* **Do this**:
Express the material from the line with "I need to find every beige" up to and including the line with "left=0, top=109, right=283, bottom=134" as a Markdown table with the columns Row and Line. Number each row, skip blank lines, and leave the pictures out.

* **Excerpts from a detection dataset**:
-.-.-

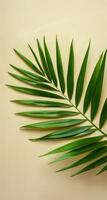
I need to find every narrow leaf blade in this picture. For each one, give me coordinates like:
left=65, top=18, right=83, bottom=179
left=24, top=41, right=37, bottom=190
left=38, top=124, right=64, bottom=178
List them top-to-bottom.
left=44, top=37, right=57, bottom=86
left=56, top=38, right=65, bottom=93
left=67, top=40, right=74, bottom=100
left=75, top=42, right=90, bottom=106
left=14, top=49, right=41, bottom=74
left=91, top=51, right=107, bottom=120
left=99, top=98, right=107, bottom=128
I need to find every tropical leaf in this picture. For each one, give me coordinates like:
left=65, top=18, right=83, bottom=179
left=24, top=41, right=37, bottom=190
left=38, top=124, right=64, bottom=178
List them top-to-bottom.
left=7, top=37, right=107, bottom=176
left=56, top=38, right=65, bottom=93
left=67, top=41, right=74, bottom=100
left=75, top=42, right=90, bottom=106
left=99, top=99, right=107, bottom=128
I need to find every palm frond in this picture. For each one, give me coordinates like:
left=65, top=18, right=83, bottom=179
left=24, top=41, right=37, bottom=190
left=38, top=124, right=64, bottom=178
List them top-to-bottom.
left=7, top=37, right=107, bottom=176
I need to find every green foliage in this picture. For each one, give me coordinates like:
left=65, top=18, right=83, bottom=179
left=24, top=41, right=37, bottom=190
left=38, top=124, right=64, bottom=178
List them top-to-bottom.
left=8, top=37, right=107, bottom=176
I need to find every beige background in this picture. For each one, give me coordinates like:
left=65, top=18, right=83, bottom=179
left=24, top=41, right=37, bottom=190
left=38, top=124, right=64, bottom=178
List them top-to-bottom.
left=0, top=0, right=107, bottom=200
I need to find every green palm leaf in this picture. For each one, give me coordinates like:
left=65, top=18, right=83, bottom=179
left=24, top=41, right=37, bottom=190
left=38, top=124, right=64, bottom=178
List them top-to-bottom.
left=7, top=37, right=107, bottom=176
left=44, top=38, right=57, bottom=86
left=56, top=38, right=65, bottom=93
left=67, top=41, right=74, bottom=100
left=75, top=43, right=90, bottom=106
left=99, top=99, right=107, bottom=128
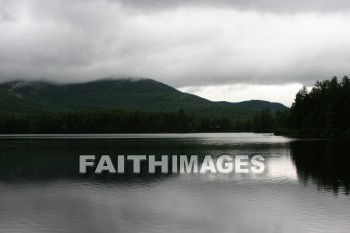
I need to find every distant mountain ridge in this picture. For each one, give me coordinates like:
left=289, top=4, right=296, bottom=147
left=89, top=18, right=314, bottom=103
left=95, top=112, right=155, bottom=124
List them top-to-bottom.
left=0, top=79, right=285, bottom=119
left=218, top=100, right=288, bottom=112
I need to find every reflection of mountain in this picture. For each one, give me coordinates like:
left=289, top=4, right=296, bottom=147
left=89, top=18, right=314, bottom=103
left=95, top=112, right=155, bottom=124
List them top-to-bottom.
left=290, top=140, right=350, bottom=195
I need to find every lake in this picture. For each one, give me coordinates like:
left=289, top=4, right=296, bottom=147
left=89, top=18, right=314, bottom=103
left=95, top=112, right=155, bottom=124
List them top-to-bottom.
left=0, top=133, right=350, bottom=233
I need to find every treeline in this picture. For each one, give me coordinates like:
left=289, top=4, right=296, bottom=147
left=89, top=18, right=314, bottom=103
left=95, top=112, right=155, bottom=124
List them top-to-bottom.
left=278, top=76, right=350, bottom=138
left=0, top=109, right=283, bottom=134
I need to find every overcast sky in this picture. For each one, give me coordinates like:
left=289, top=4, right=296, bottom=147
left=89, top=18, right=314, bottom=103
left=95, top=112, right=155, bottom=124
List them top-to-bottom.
left=0, top=0, right=350, bottom=105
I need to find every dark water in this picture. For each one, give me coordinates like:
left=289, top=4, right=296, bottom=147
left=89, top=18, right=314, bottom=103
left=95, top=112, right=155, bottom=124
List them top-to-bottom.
left=0, top=134, right=350, bottom=233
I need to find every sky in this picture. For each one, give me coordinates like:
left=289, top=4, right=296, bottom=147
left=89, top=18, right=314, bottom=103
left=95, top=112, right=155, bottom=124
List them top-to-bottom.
left=0, top=0, right=350, bottom=106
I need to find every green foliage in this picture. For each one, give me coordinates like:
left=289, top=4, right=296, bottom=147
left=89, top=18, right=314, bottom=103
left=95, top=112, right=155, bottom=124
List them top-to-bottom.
left=288, top=76, right=350, bottom=137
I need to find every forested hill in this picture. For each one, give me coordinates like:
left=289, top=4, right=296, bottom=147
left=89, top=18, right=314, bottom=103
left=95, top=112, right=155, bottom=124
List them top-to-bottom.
left=0, top=79, right=284, bottom=119
left=218, top=100, right=288, bottom=112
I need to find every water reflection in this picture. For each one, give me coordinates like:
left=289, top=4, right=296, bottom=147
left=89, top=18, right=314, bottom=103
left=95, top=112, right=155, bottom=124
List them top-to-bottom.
left=0, top=134, right=350, bottom=233
left=290, top=140, right=350, bottom=195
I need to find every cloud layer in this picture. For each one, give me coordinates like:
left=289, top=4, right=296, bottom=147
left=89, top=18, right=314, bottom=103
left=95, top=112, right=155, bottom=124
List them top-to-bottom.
left=0, top=0, right=350, bottom=87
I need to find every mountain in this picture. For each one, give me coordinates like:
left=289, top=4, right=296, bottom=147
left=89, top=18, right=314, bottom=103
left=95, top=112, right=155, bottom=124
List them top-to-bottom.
left=0, top=79, right=286, bottom=120
left=218, top=100, right=288, bottom=112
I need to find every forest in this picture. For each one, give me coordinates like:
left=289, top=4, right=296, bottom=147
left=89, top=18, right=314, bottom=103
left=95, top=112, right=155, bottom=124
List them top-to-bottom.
left=0, top=76, right=350, bottom=138
left=277, top=76, right=350, bottom=138
left=0, top=109, right=275, bottom=134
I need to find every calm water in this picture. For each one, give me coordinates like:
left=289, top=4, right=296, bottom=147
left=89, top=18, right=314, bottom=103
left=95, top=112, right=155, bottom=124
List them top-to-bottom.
left=0, top=133, right=350, bottom=233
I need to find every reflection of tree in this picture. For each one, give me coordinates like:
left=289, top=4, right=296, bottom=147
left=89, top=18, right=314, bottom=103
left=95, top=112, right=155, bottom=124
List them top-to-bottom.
left=291, top=140, right=350, bottom=195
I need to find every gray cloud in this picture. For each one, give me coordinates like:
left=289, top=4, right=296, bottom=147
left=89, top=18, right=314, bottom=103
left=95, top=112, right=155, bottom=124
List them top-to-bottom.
left=0, top=0, right=350, bottom=87
left=114, top=0, right=350, bottom=13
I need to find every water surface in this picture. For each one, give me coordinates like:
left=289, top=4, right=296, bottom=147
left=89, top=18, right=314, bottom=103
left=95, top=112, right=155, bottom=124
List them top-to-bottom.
left=0, top=133, right=350, bottom=233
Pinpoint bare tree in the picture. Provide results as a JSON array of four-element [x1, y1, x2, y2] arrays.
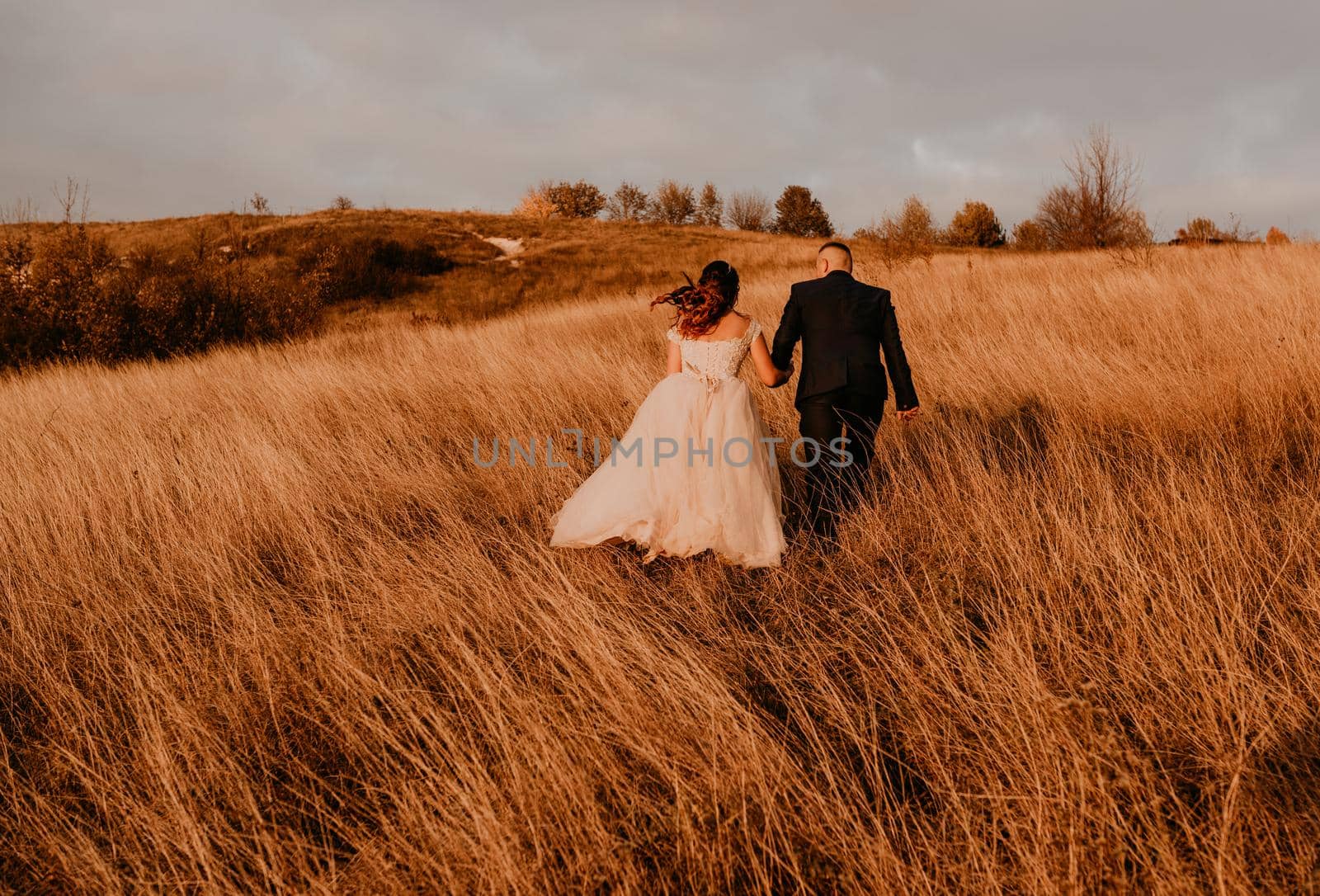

-.-.-

* **Task result**:
| Row | Line |
|---|---|
| 1 | I need to find every beige background in this picture. For each one, give me coordinates like: |
| 2 | left=65, top=18, right=83, bottom=179 |
| 3 | left=24, top=41, right=37, bottom=190 |
| 4 | left=38, top=124, right=64, bottom=178 |
| 5 | List them top-to-bottom. |
| 6 | left=0, top=0, right=107, bottom=200 |
| 7 | I need to find every green palm leaf in this picture. For each one, give me coordinates like: |
| 8 | left=65, top=18, right=83, bottom=179 |
| 9 | left=24, top=41, right=37, bottom=190 |
| 10 | left=38, top=124, right=64, bottom=178 |
| 11 | List them top-to-bottom. |
| 12 | left=7, top=37, right=107, bottom=176 |
| 13 | left=44, top=38, right=57, bottom=86 |
| 14 | left=56, top=38, right=65, bottom=93 |
| 15 | left=67, top=41, right=74, bottom=100 |
| 16 | left=75, top=43, right=90, bottom=106 |
| 17 | left=99, top=99, right=107, bottom=128 |
| 18 | I need to find every distant mountain ridge in this picture. For each one, give me coordinates like: |
| 19 | left=289, top=4, right=296, bottom=147 |
| 20 | left=89, top=18, right=314, bottom=103 |
| 21 | left=95, top=112, right=155, bottom=124 |
| 22 | List them top-to-bottom. |
| 23 | left=0, top=79, right=285, bottom=119 |
| 24 | left=218, top=100, right=288, bottom=112 |
| 25 | I need to find every reflection of mountain in this picture. For each one, give me coordinates like: |
| 26 | left=289, top=4, right=296, bottom=147 |
| 27 | left=89, top=18, right=314, bottom=103 |
| 28 | left=95, top=112, right=155, bottom=124 |
| 29 | List them top-to-bottom. |
| 30 | left=290, top=140, right=350, bottom=195 |
| 31 | I need to find every lake in this picture. For each one, give me coordinates like: |
| 32 | left=289, top=4, right=296, bottom=147 |
| 33 | left=89, top=18, right=314, bottom=103 |
| 34 | left=95, top=112, right=155, bottom=124 |
| 35 | List them top-to-bottom. |
| 36 | left=0, top=133, right=350, bottom=233 |
| 37 | I need to find every treeline in this picture. For each one, give me coordinates like: |
| 38 | left=289, top=4, right=296, bottom=147 |
| 39 | left=89, top=18, right=314, bottom=103 |
| 40 | left=95, top=112, right=155, bottom=124 |
| 41 | List them top-to-bottom. |
| 42 | left=278, top=76, right=350, bottom=138 |
| 43 | left=0, top=109, right=283, bottom=134 |